• TASK TO COMPLETE
Exact reproduction of all the entries is required, without any of their pictures.

• Natural language region descriptions
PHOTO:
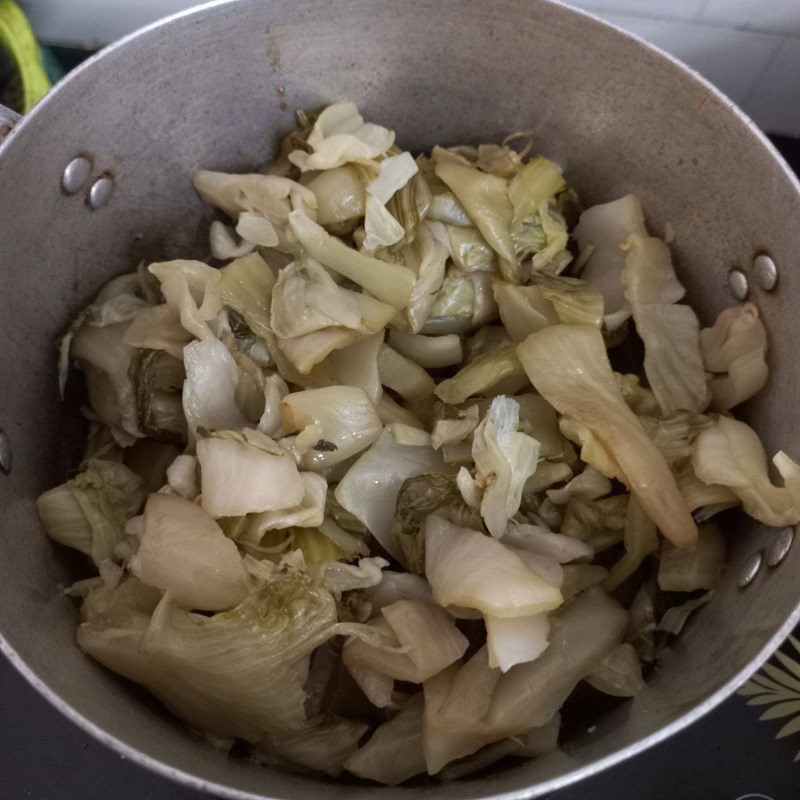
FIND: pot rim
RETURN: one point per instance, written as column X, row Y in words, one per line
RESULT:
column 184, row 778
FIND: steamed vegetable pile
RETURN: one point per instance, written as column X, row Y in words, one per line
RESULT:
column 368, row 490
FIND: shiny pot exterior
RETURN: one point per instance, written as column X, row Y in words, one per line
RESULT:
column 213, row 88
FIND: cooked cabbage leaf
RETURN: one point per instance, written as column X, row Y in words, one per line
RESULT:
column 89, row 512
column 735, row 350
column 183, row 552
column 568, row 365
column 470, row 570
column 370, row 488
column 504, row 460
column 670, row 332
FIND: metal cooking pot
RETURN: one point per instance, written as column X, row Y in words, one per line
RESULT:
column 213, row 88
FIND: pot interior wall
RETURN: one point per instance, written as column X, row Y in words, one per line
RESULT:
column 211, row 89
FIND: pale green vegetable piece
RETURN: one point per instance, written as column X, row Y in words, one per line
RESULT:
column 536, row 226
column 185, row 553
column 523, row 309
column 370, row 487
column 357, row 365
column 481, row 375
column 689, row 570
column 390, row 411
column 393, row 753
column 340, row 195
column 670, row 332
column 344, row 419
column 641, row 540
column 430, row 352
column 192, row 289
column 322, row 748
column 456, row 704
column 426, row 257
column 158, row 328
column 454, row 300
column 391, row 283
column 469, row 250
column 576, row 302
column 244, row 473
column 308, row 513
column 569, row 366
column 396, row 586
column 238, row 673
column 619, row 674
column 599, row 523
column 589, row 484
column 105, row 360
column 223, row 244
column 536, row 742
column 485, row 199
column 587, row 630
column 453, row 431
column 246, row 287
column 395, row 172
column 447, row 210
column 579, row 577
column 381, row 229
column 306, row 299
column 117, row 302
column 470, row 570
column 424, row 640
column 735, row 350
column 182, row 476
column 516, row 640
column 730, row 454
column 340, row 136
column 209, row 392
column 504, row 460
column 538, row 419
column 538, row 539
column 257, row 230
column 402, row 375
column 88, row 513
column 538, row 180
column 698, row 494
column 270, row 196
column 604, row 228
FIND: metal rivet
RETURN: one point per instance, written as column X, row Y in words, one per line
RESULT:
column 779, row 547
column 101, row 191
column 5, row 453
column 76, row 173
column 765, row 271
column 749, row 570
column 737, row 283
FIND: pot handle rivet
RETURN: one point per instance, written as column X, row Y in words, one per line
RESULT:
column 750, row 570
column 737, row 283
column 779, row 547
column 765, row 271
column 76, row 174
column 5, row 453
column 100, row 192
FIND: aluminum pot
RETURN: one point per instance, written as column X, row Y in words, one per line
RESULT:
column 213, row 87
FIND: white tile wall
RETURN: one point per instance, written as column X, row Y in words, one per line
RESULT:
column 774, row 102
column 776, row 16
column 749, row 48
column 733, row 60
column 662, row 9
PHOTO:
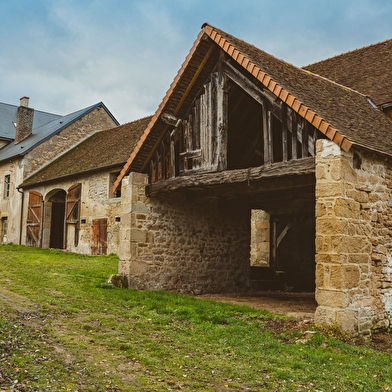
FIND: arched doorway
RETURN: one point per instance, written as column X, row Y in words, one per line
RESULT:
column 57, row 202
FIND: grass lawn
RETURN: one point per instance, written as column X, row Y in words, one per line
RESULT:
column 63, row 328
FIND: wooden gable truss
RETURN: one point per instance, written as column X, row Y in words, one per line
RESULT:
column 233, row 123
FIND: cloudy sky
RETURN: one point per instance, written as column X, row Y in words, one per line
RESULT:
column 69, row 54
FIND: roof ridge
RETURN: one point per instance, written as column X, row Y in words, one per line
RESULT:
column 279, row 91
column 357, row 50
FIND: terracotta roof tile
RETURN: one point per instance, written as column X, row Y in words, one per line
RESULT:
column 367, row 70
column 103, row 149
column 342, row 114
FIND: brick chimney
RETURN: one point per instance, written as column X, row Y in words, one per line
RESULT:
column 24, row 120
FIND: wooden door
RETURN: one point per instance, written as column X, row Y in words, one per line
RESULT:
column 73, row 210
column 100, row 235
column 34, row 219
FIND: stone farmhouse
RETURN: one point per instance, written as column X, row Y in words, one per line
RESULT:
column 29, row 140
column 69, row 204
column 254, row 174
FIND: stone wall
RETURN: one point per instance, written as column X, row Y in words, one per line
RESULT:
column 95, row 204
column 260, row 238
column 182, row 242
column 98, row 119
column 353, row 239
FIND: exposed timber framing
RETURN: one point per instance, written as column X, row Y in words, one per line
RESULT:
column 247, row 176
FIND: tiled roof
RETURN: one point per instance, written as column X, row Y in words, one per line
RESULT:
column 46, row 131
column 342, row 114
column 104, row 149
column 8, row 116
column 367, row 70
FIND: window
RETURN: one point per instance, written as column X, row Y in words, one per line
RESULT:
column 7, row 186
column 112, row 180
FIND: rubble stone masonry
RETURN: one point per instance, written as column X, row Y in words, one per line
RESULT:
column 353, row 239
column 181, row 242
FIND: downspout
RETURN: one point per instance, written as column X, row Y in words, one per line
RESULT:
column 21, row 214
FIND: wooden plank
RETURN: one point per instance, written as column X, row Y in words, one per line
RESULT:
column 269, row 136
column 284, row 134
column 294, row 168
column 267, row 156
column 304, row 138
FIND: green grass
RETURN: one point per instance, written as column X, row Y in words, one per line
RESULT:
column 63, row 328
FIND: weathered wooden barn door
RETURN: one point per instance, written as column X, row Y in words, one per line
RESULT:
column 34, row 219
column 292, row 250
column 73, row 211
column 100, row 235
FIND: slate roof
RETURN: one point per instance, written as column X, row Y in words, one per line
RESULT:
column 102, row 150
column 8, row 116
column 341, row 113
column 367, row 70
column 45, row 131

• SOLVED EXERCISE
PHOTO:
FIND: pot rim
RETURN: one point per instance, written as column X, row Y in words, one per line
RESULT:
column 184, row 778
FIND: steamed vegetable pile
RETURN: one point per instance, written as column X, row Y in words, one per line
RESULT:
column 368, row 490
FIND: shiny pot exterior
RETURN: one point per instance, written as column X, row Y in words, one per line
RESULT:
column 213, row 88
FIND: cooked cabbage leaf
RETURN: one point per instance, written as column X, row Y in words, one per line
RESULT:
column 89, row 512
column 735, row 350
column 183, row 552
column 568, row 365
column 470, row 570
column 370, row 488
column 504, row 460
column 670, row 332
FIND: metal cooking pot
RETURN: one point per instance, written as column X, row Y in words, one per line
RESULT:
column 213, row 88
FIND: pot interior wall
RETURN: one point per instance, written as column X, row Y in words, one per line
RESULT:
column 211, row 89
FIND: pale green vegetable piece
RETURN: one point per instance, written as column X, row Y in words, one per line
RESULT:
column 536, row 226
column 185, row 553
column 523, row 309
column 370, row 487
column 357, row 365
column 481, row 375
column 689, row 570
column 390, row 411
column 393, row 753
column 340, row 195
column 670, row 332
column 344, row 419
column 641, row 540
column 430, row 352
column 192, row 289
column 322, row 748
column 456, row 704
column 426, row 257
column 158, row 328
column 454, row 300
column 391, row 283
column 469, row 250
column 576, row 302
column 244, row 473
column 308, row 513
column 569, row 366
column 396, row 586
column 238, row 673
column 619, row 674
column 599, row 523
column 589, row 484
column 105, row 360
column 223, row 244
column 536, row 742
column 485, row 199
column 587, row 630
column 453, row 431
column 246, row 287
column 395, row 172
column 447, row 210
column 579, row 577
column 381, row 229
column 306, row 299
column 117, row 302
column 470, row 570
column 424, row 640
column 735, row 350
column 182, row 476
column 516, row 640
column 730, row 454
column 340, row 136
column 209, row 392
column 504, row 460
column 538, row 419
column 538, row 539
column 257, row 230
column 402, row 375
column 88, row 513
column 538, row 180
column 698, row 494
column 270, row 196
column 604, row 228
FIND: metal rivet
RETURN: one point per instance, written as column X, row Y in words, one per line
RESULT:
column 779, row 547
column 101, row 191
column 5, row 453
column 76, row 173
column 765, row 271
column 749, row 570
column 737, row 283
FIND: pot handle rivet
RETURN: one point per instance, written as column X, row Y in words, one per line
RESULT:
column 750, row 570
column 737, row 283
column 779, row 547
column 765, row 271
column 76, row 174
column 5, row 453
column 100, row 192
FIND: aluminum pot
RETURN: one point per instance, written as column X, row Y in words, one per line
RESULT:
column 213, row 87
FIND: white tile wall
RETURN: one point per instance, written as column X, row Y in words, one per line
RESULT:
column 774, row 102
column 776, row 16
column 749, row 48
column 733, row 60
column 662, row 9
PHOTO:
FIND: arched doorway
RETURN: one point per instance, written as column X, row Y in words, one per line
RESULT:
column 57, row 202
FIND: grass lawn
RETURN: one point per instance, written as column X, row Y in words, one per line
RESULT:
column 63, row 328
FIND: wooden gable truss
RETURN: one point per instance, written as column X, row Y in words, one per line
RESULT:
column 233, row 123
FIND: cloudy sky
RETURN: one point per instance, written as column X, row Y in words, one per line
RESULT:
column 69, row 54
FIND: roof ridge
RETURN: one point per instance, written as column X, row Y in words, one per line
RESULT:
column 279, row 91
column 357, row 50
FIND: terracotta roof tile
RETURN: one point per instance, written as column X, row Y in words, one per line
RESULT:
column 367, row 70
column 103, row 149
column 342, row 114
FIND: brick chimney
RETURN: one point per instance, written as column X, row Y in words, one per line
RESULT:
column 24, row 120
FIND: wooden door
RETURN: one point per instance, written as column X, row Y in words, one per line
RESULT:
column 73, row 210
column 100, row 235
column 34, row 219
FIND: stone farmhouse
RETURN: one point per instance, written as column X, row Y in words, one per line
RESULT:
column 29, row 140
column 69, row 204
column 254, row 174
FIND: stone wall
RETURN: one point per instance, written as column X, row Y in words, one per line
RESULT:
column 95, row 204
column 260, row 238
column 182, row 242
column 98, row 119
column 353, row 239
FIND: exposed timber framing
RETURN: one point per instance, written as column X, row Y in words, one per line
RESULT:
column 247, row 176
FIND: tiled roof
RETURN: one point per instance, written as column X, row Y in words, one per line
RESULT:
column 46, row 131
column 342, row 114
column 104, row 149
column 8, row 116
column 367, row 70
FIND: window
RETURN: one point per instance, written as column X, row Y in words, one per line
RESULT:
column 7, row 186
column 112, row 180
FIND: rubble stone masonry
RETURN: one point per instance, written as column X, row Y in words, one per line
RESULT:
column 353, row 239
column 181, row 242
FIND: downspout
RETURN: one point per instance, written as column X, row Y in words, one per line
RESULT:
column 21, row 214
FIND: wooden plank
RETURN: one point per instance, written as column X, row Y in words, one per line
RESULT:
column 269, row 136
column 284, row 134
column 294, row 168
column 267, row 156
column 304, row 138
FIND: green grass
RETURN: one point per instance, written as column X, row Y in words, one per line
RESULT:
column 63, row 328
FIND: weathered wooden barn door
RETURN: one point per instance, written as column X, row Y in words, one per line
RESULT:
column 34, row 219
column 292, row 250
column 73, row 211
column 100, row 235
FIND: slate roof
RETURN: one point per instance, written as column X, row Y in words, one per line
RESULT:
column 102, row 150
column 8, row 116
column 341, row 113
column 367, row 70
column 45, row 131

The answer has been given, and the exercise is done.